[Data entries]
* * *

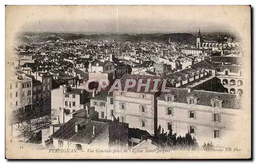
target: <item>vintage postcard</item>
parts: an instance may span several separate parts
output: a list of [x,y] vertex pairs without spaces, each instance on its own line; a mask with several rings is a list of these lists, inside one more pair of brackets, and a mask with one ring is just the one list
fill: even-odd
[[249,6],[7,6],[8,159],[251,158]]

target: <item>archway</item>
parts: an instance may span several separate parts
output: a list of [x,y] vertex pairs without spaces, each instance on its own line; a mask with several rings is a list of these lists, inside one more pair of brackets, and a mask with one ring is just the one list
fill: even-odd
[[231,88],[230,89],[230,93],[235,94],[236,93],[236,90],[233,88]]
[[226,79],[224,79],[223,81],[223,85],[227,85],[228,84],[228,81]]
[[233,79],[230,80],[230,82],[229,83],[229,85],[230,86],[234,86],[236,85],[236,81]]
[[243,81],[239,80],[238,81],[238,86],[242,86],[243,85]]

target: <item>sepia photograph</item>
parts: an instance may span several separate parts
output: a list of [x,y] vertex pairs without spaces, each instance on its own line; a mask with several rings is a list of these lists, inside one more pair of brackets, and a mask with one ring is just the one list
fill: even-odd
[[250,6],[5,7],[7,159],[249,159]]

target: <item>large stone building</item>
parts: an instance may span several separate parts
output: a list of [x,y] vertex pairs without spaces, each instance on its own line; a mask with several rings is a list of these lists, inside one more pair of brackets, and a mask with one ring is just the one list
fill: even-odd
[[189,131],[200,144],[219,144],[237,130],[244,97],[228,93],[170,88],[157,99],[158,125],[178,135]]

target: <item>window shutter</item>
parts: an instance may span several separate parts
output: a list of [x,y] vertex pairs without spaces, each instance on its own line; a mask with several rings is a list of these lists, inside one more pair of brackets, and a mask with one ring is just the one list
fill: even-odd
[[211,122],[214,122],[214,113],[211,114],[211,115],[210,115],[210,121]]
[[197,112],[194,111],[194,118],[196,119],[197,118]]

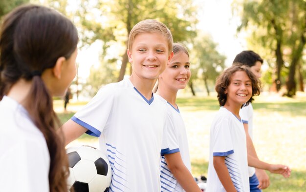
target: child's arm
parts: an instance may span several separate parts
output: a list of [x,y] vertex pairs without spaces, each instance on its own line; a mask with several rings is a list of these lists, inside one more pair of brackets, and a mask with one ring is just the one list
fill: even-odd
[[[247,154],[258,159],[258,156],[257,156],[255,148],[254,146],[253,141],[249,134],[248,125],[247,123],[243,123],[243,127],[244,127],[245,135],[246,136]],[[260,189],[264,189],[268,187],[270,185],[269,176],[268,176],[264,170],[260,169],[256,169],[256,176],[257,176],[258,181],[259,181],[259,185],[257,187]]]
[[165,154],[165,158],[168,167],[186,192],[201,192],[189,170],[183,162],[179,152]]
[[285,178],[289,177],[291,174],[291,170],[285,165],[267,163],[248,154],[247,155],[247,161],[249,166],[267,170],[272,173],[281,174]]
[[[59,134],[64,134],[65,137],[65,145],[79,138],[88,130],[71,119],[69,119],[59,130]],[[63,132],[62,133],[62,131]]]
[[237,192],[225,165],[224,156],[214,156],[214,167],[226,192]]

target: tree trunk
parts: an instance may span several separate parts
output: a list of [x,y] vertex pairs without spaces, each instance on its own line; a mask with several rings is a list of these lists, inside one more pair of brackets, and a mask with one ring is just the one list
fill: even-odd
[[283,54],[281,50],[282,42],[281,40],[277,40],[276,50],[275,50],[275,55],[276,56],[276,79],[275,80],[276,86],[276,91],[279,92],[282,87],[282,81],[281,81],[281,71],[282,67],[284,65],[284,60],[283,59]]
[[204,76],[204,83],[205,84],[205,88],[206,88],[206,91],[207,92],[207,96],[209,96],[210,93],[209,92],[209,89],[208,88],[208,84],[207,83],[207,79],[206,76]]
[[[306,18],[305,19],[306,22]],[[303,51],[306,43],[306,39],[304,36],[304,33],[306,33],[306,28],[304,28],[303,32],[301,34],[299,44],[297,45],[296,49],[293,48],[292,52],[292,59],[291,65],[289,68],[289,77],[288,81],[286,82],[287,86],[287,96],[292,97],[295,95],[296,92],[296,83],[295,82],[295,75],[296,66],[299,63],[299,61],[302,58]]]
[[[128,39],[129,38],[129,36],[131,30],[131,17],[132,17],[132,10],[133,10],[133,2],[132,0],[129,0],[129,3],[128,5],[128,18],[127,19],[127,31],[128,32]],[[120,68],[120,72],[119,75],[119,77],[118,78],[118,81],[120,81],[123,79],[124,75],[125,74],[126,69],[127,68],[127,65],[129,61],[129,58],[128,57],[127,51],[129,49],[128,46],[128,41],[127,41],[126,44],[127,45],[127,49],[124,55],[122,57],[122,63],[121,64],[121,68]]]
[[196,96],[196,92],[194,89],[194,84],[192,83],[192,80],[190,80],[189,82],[188,83],[188,85],[189,87],[190,87],[190,90],[191,90],[191,93],[192,93],[193,96]]
[[282,82],[281,81],[281,71],[282,67],[284,65],[284,59],[283,59],[283,54],[282,53],[283,31],[282,28],[276,24],[275,20],[273,19],[271,20],[271,23],[273,28],[275,30],[275,38],[276,40],[276,49],[275,49],[275,56],[276,56],[276,78],[274,79],[273,86],[276,87],[272,89],[276,90],[278,92],[282,87]]
[[299,90],[302,92],[304,92],[304,78],[303,77],[303,73],[302,73],[302,66],[301,66],[301,63],[299,63],[298,66],[298,73],[299,74]]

* * *

## [Your instructions]
Each record above must be returned exactly as written, with its pictures omitted.

## [Solution to this task]
target: <item>vintage postcard</item>
parts: an instance may span several separate parts
output: a list of [x,y] vertex pairs without spaces, each instance on its own line; a mask with several rings is a list of these lists, inside one more pair of brackets, and a mask with one ring is just the one list
fill: even-odd
[[249,6],[7,6],[8,159],[251,158]]

target: <item>archway</item>
parts: an instance may span several separate parts
output: a list of [x,y] vertex pairs without spaces, each instance on its own line; a mask with several rings is a list of these lists, inside one more pair of brackets, and a mask with one ring is just the one list
fill: even-odd
[[231,88],[230,89],[230,93],[235,94],[236,93],[236,90],[233,88]]
[[226,79],[224,79],[223,81],[223,85],[227,85],[228,84],[228,81]]
[[233,79],[230,80],[230,82],[229,83],[229,85],[230,86],[234,86],[236,85],[236,81]]
[[243,81],[239,80],[238,81],[238,86],[242,86],[243,85]]

target: <item>sepia photograph</item>
parts: an instance may span several separate parts
output: a list of [x,y] vertex pairs without spaces, each instance on its own line; a mask with several rings is a list of these lists, inside one more pair of brackets, and a mask with one ring is just the one list
fill: even-odd
[[250,6],[5,7],[7,159],[249,159]]

target: <item>large stone building</item>
parts: an instance may span several separate parts
output: a list of [x,y] vertex pairs without spaces, each instance on its own line; a mask with several rings is a list of these lists, inside one more pair of brackets, and a mask with one ring is just the one list
fill: even-odd
[[189,131],[200,144],[219,144],[237,130],[244,97],[228,93],[170,88],[157,99],[158,125],[178,135]]

target: <item>window shutter</item>
parts: an instance may span several separate parts
output: a list of [x,y] vertex pairs without spaces, each instance on its own line; a mask with several rings is a list of these lists, inside one more pair of brackets, and a mask with one ring is just the one list
fill: even-odd
[[211,122],[214,122],[214,113],[211,114],[211,115],[210,115],[210,121]]
[[197,112],[194,111],[194,118],[196,119],[197,118]]

target: child's arm
parts: an instance may span several separate parts
output: a list of [x,y] vertex pairs without spaces, each instance on its own line; a mask with several rings is a list of these lists, inside one more pair of brackets, and a mask with one ring is just the one list
fill: even-odd
[[[247,154],[258,159],[258,156],[257,156],[255,148],[254,146],[253,141],[249,134],[248,125],[247,123],[243,123],[243,127],[244,127],[245,135],[246,136]],[[260,189],[264,189],[268,187],[270,185],[269,176],[268,176],[264,170],[260,169],[256,169],[256,176],[257,176],[258,181],[259,181],[259,185],[257,187]]]
[[165,154],[165,158],[168,167],[186,192],[201,192],[189,170],[183,162],[179,152]]
[[285,178],[289,177],[291,174],[291,170],[285,165],[267,163],[248,154],[247,155],[247,161],[249,166],[267,170],[272,173],[281,174]]
[[[59,134],[64,134],[65,137],[65,145],[79,138],[88,130],[71,119],[69,119],[59,130]],[[63,132],[62,133],[62,131]]]
[[237,192],[225,165],[224,156],[214,156],[214,167],[226,192]]

target: tree trunk
parts: an instance may span several separate parts
output: a list of [x,y] vertex pairs without spaces, each instance on its own line; a mask with several rings is a list of these lists, inside one more pair of brackets, and a mask with one ring is just the one list
fill: even-odd
[[283,54],[281,50],[282,42],[281,40],[277,40],[276,50],[275,50],[275,55],[276,56],[276,79],[275,80],[276,86],[276,91],[279,92],[282,87],[282,81],[281,81],[281,71],[282,67],[284,65],[284,60],[283,59]]
[[204,76],[204,83],[205,84],[205,88],[206,88],[206,91],[207,92],[207,96],[209,96],[210,93],[209,92],[209,89],[208,88],[208,84],[207,83],[207,79],[206,76]]
[[[306,18],[305,19],[306,22]],[[303,51],[306,43],[306,39],[304,36],[304,33],[306,33],[306,28],[304,28],[303,32],[301,34],[299,44],[297,45],[296,49],[293,48],[292,52],[292,59],[291,65],[289,68],[289,77],[288,81],[286,82],[287,86],[287,96],[292,97],[295,95],[296,92],[296,83],[295,82],[295,75],[296,66],[299,63],[299,61],[302,58]]]
[[[128,39],[129,38],[129,36],[131,30],[131,17],[132,17],[132,10],[133,10],[133,2],[132,0],[129,0],[129,3],[128,5],[128,18],[127,19],[127,31],[128,32]],[[120,68],[120,72],[119,75],[119,77],[118,78],[118,81],[120,81],[123,79],[124,75],[125,74],[126,69],[127,68],[127,65],[129,61],[129,58],[128,57],[127,51],[129,49],[128,46],[128,41],[127,41],[126,44],[127,45],[127,49],[124,55],[122,57],[122,63],[121,64],[121,68]]]
[[196,96],[196,92],[194,89],[194,84],[192,83],[192,80],[190,80],[189,82],[188,83],[188,85],[189,87],[190,87],[190,90],[191,90],[191,93],[192,93],[193,96]]
[[282,82],[281,81],[281,71],[282,67],[284,65],[284,59],[283,59],[283,54],[282,53],[283,31],[282,28],[276,24],[275,20],[273,19],[271,20],[271,23],[273,28],[275,30],[275,38],[276,40],[276,49],[275,49],[275,56],[276,56],[276,78],[274,79],[273,86],[276,87],[272,89],[276,90],[278,92],[282,87]]
[[299,90],[302,92],[304,92],[304,78],[303,77],[303,73],[302,73],[302,66],[301,66],[301,63],[299,63],[298,66],[298,73],[299,74]]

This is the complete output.